◆ **TASK DESCRIPTION**
Copy out each of the lines below word for word, with nothing changed.

◆ **INPUT RECORDS**
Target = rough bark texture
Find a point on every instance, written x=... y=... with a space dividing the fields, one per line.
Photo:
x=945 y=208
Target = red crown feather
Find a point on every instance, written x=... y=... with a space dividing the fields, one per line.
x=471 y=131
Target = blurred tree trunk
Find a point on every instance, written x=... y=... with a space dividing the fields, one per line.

◆ **CORRECT RESULT**
Target = rough bark texture
Find a point on every instance, written x=... y=... with a space dividing the fields, one per line.
Photo:
x=945 y=208
Target = red crown feather
Find a point on every instance, written x=... y=... with a space dividing the fields, one per line.
x=471 y=131
Target = blurred tree trunk
Find a point on every instance, written x=... y=... with a space dividing the fields, one per line.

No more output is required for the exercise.